## Excerpt:
## start
IO, CREATE/INSERT, and External Data

Setup

In [1]:
import ibis
import os
hdfs_port = int(os.environ.get('IBIS_TEST_WEBHDFS_PORT', 50070))
user = os.environ.get('IBIS_TEST_WEBHDFS_USER', 'ubuntu')
hdfs = ibis.hdfs_connect(host='quickstart.cloudera', user=user, port=hdfs_port)
con = ibis.impala.connect(host='quickstart.cloudera', database='ibis_testing',
                          hdfs_client=hdfs)
ibis.options.interactive = True

Creating new Impala tables from Ibis expressions

Suppose you have an Ibis expression that produces a table:

In [2]:
table = con.table('functional_alltypes')

t2 = table[table, (table.bigint_col - table.int_col).name('foo')]

expr = (t2
        [t2.bigint_col > 30]
        .group_by('string_col')
        .aggregate(min_foo=lambda t: t.foo.min(),
                   max_foo=lambda t: t.foo.max(),
                   sum_foo=lambda t: t.foo.sum()))
expr
Out[2]:
../../_images/notebooks_tutorial_5-IO-Create-Insert-External-Data_4_0.png

To create a table in the database from the results of this expression, use the connection’s create_table method:

In [3]:
con.create_table('testing_table', expr, database='ibis_testing')

By default, this creates a table stored as Parquet format in HDFS. Support for views, external tables, configurable file formats, and so forth, will come in the future. Feedback on what kind of interface would be useful for that would help.

In [4]:
con.table('testing_table')
Out[4]:
../../_images/notebooks_tutorial_5-IO-Create-Insert-External-Data_8_0.png

Tables can be similarly dropped with drop_table

In [5]:
con.drop_table('testing_table', database='ibis_testing')

Inserting data into existing Impala tables

The client’s insert method can append new data to an existing table or overwrite the data that is in there.

In [6]:
con.create_table('testing_table', expr)
con.table('testing_table')
Out[6]:
../../_images/notebooks_tutorial_5-IO-Create-Insert-External-Data_12_0.png
In [7]:
con.insert('testing_table', expr)
con.table('testing_table')
Out[7]:
../../_images/notebooks_tutorial_5-IO-Create-Insert-External-Data_13_0.png
In [8]:
con.drop_table('testing_table')

Uploading / downloading data from HDFS

If you’ve set up an HDFS connection, you can use the Ibis HDFS interface to look through your data and read and write files to and from HDFS:

In [9]:
hdfs = con.hdfs
hdfs.ls('/__ibis/ibis-testing-data')
## end
## Problem description:
According to the Ibis tutorial above, what storage format does the create_table method use by default?

Data entries:
## start
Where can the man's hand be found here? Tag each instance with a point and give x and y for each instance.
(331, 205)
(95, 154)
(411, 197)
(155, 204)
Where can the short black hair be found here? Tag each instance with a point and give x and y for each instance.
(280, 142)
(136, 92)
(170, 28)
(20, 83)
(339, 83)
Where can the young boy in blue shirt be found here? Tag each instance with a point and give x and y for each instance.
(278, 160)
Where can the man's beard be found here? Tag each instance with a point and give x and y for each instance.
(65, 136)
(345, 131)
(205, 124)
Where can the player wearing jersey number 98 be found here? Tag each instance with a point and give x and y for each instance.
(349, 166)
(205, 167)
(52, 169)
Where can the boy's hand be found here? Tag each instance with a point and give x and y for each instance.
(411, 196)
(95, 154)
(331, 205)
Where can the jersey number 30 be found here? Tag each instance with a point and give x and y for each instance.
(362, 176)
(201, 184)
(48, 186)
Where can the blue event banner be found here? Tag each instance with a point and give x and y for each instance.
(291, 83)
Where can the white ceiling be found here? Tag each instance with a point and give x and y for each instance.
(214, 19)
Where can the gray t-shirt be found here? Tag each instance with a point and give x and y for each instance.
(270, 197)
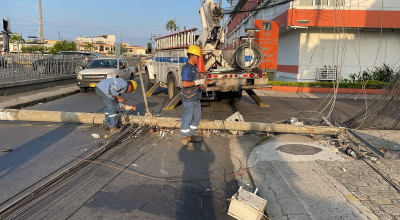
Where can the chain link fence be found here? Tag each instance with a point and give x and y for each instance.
(19, 67)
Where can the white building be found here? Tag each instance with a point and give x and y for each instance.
(349, 35)
(102, 39)
(104, 44)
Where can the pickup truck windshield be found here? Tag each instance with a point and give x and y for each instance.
(103, 64)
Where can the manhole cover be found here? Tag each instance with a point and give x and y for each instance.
(299, 149)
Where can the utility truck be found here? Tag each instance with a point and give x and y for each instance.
(229, 71)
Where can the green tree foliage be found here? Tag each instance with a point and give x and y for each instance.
(63, 46)
(170, 26)
(17, 38)
(384, 74)
(32, 49)
(123, 50)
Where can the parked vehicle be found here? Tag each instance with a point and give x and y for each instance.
(228, 71)
(81, 59)
(103, 68)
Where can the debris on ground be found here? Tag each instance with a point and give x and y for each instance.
(95, 136)
(245, 205)
(236, 117)
(294, 121)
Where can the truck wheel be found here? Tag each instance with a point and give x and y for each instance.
(171, 88)
(149, 82)
(231, 97)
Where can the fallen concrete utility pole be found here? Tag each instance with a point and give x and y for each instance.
(93, 118)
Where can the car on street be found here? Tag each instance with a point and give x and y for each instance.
(80, 59)
(103, 68)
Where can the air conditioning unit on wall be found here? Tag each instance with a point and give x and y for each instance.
(326, 74)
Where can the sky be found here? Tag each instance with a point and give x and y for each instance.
(135, 20)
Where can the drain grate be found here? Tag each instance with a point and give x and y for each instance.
(299, 149)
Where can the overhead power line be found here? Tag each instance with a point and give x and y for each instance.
(257, 9)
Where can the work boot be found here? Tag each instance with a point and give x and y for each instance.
(185, 140)
(113, 129)
(105, 126)
(194, 139)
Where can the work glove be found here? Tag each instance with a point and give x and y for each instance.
(199, 82)
(203, 87)
(130, 107)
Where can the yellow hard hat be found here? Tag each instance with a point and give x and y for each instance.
(134, 85)
(195, 50)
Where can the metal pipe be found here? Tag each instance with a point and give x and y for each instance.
(93, 118)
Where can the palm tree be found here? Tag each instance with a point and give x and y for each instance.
(170, 25)
(17, 38)
(89, 46)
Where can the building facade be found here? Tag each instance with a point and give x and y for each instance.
(347, 36)
(135, 50)
(104, 44)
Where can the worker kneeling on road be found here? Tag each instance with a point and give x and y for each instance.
(191, 97)
(109, 91)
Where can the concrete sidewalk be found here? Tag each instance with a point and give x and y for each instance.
(34, 97)
(291, 173)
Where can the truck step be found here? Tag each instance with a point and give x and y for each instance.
(152, 89)
(256, 98)
(171, 105)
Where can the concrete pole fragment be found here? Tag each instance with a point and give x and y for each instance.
(163, 122)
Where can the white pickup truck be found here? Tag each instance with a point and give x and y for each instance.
(103, 68)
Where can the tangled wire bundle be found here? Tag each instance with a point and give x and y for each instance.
(382, 105)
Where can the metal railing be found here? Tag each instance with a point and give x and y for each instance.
(18, 67)
(132, 61)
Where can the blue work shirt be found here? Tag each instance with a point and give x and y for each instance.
(190, 73)
(113, 87)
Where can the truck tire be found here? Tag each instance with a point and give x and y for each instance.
(172, 90)
(231, 97)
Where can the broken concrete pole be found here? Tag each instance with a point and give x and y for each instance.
(93, 118)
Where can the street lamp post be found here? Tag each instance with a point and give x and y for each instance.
(40, 21)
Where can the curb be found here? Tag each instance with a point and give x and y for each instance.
(321, 90)
(32, 102)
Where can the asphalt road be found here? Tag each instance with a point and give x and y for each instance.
(281, 108)
(41, 148)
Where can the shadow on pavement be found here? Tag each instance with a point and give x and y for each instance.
(22, 154)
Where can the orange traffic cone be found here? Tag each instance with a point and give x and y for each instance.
(200, 64)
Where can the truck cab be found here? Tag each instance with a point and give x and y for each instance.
(103, 68)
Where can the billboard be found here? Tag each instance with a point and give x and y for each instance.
(268, 38)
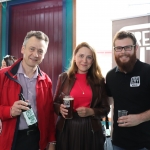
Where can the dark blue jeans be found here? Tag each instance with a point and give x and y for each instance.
(119, 148)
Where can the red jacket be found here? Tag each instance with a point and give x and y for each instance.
(9, 91)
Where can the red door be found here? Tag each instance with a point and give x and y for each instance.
(45, 16)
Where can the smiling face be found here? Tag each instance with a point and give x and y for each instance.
(125, 59)
(83, 59)
(33, 52)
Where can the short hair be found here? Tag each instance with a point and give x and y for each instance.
(38, 34)
(124, 34)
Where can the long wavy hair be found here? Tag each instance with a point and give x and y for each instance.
(94, 75)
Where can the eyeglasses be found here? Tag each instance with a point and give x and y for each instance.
(126, 48)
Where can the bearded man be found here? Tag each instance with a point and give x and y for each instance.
(128, 88)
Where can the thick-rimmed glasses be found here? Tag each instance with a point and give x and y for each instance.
(126, 48)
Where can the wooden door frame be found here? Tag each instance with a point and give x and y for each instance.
(68, 26)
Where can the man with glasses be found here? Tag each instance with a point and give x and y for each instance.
(128, 88)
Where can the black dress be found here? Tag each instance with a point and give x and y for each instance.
(77, 134)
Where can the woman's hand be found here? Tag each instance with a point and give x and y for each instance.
(85, 111)
(63, 110)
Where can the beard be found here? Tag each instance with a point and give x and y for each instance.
(127, 66)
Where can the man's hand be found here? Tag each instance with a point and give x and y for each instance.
(63, 110)
(17, 108)
(129, 120)
(85, 111)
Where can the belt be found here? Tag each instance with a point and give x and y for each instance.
(29, 131)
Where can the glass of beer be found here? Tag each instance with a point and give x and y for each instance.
(68, 102)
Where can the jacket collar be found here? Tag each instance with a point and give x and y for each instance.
(12, 71)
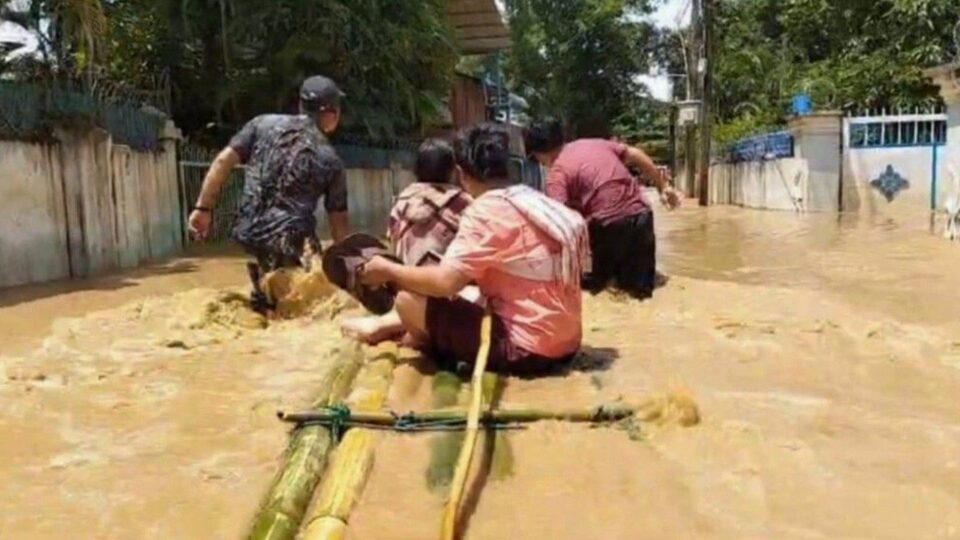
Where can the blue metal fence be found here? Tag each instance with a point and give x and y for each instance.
(761, 147)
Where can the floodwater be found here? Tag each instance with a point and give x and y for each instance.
(824, 355)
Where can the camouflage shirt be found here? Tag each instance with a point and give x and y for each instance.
(289, 166)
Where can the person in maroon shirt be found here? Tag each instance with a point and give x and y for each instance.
(591, 176)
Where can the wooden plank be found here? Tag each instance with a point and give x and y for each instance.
(479, 46)
(484, 31)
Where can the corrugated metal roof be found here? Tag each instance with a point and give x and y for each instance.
(479, 25)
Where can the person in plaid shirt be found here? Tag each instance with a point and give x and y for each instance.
(423, 222)
(426, 216)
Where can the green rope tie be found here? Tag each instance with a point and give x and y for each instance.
(339, 419)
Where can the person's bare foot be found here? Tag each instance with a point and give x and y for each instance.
(370, 330)
(412, 342)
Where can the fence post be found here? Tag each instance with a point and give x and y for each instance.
(817, 140)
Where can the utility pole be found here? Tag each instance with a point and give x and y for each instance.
(693, 94)
(707, 97)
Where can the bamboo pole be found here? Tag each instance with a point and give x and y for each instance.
(603, 414)
(444, 447)
(351, 463)
(449, 526)
(283, 507)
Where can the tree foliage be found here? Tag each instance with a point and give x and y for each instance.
(229, 60)
(855, 54)
(579, 59)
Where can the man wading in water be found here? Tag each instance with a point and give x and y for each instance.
(289, 166)
(591, 176)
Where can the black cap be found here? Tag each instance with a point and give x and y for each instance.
(321, 93)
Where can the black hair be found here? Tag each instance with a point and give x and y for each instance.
(483, 151)
(544, 135)
(434, 162)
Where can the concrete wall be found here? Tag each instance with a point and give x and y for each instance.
(82, 206)
(779, 184)
(370, 196)
(924, 167)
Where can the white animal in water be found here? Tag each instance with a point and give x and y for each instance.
(952, 231)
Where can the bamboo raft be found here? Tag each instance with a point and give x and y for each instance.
(351, 402)
(286, 501)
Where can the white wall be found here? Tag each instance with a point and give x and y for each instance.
(916, 164)
(81, 205)
(780, 184)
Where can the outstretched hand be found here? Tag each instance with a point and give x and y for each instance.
(671, 198)
(199, 224)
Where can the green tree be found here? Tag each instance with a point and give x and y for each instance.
(855, 54)
(69, 32)
(226, 61)
(579, 59)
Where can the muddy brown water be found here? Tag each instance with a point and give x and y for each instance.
(824, 355)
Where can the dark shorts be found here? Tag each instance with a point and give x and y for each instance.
(624, 254)
(454, 330)
(284, 252)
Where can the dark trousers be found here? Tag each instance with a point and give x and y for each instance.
(624, 254)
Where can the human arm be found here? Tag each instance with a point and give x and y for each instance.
(638, 158)
(335, 202)
(217, 176)
(440, 281)
(339, 225)
(557, 186)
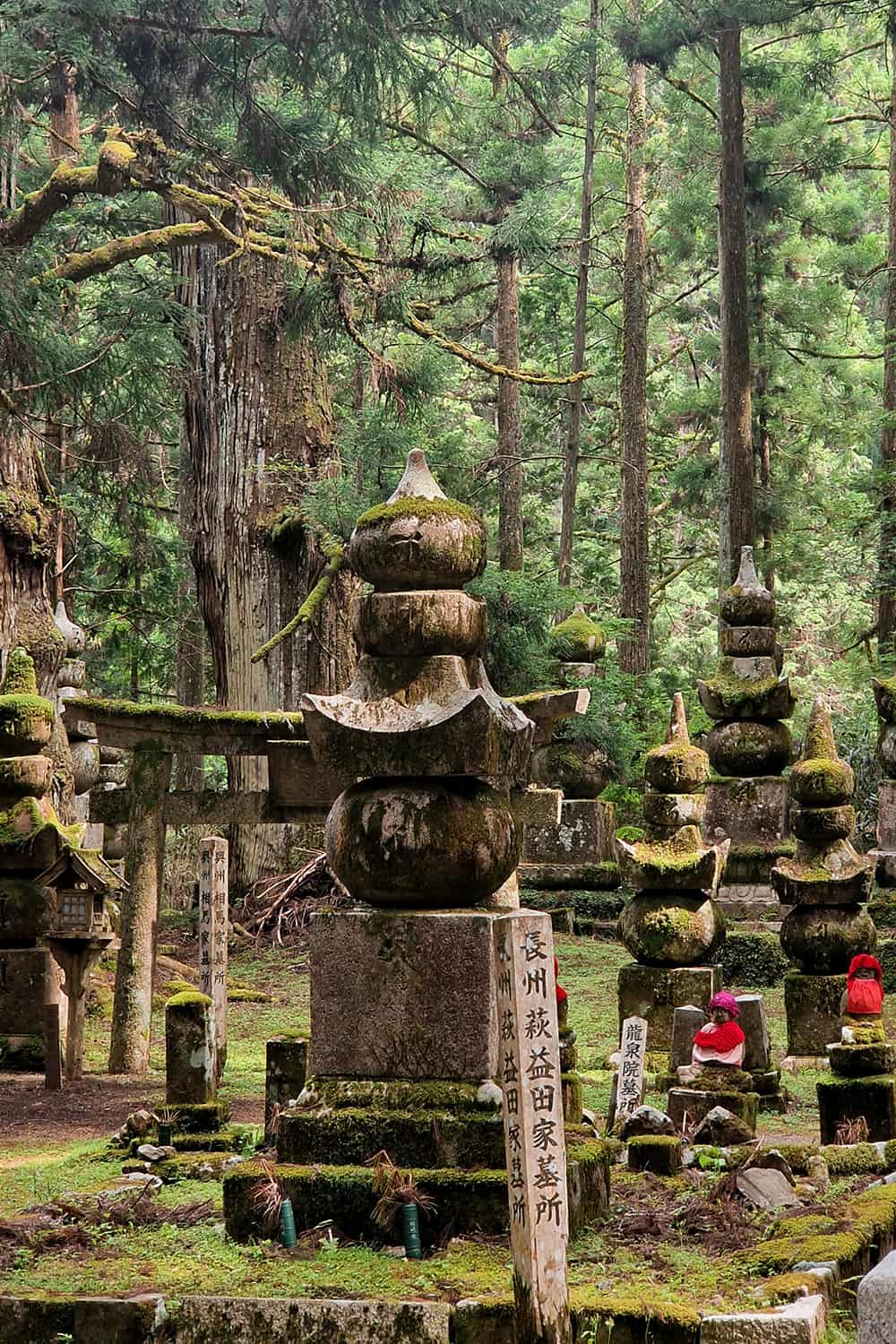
## end
## Result of the exercise:
Parquet format in HDFS.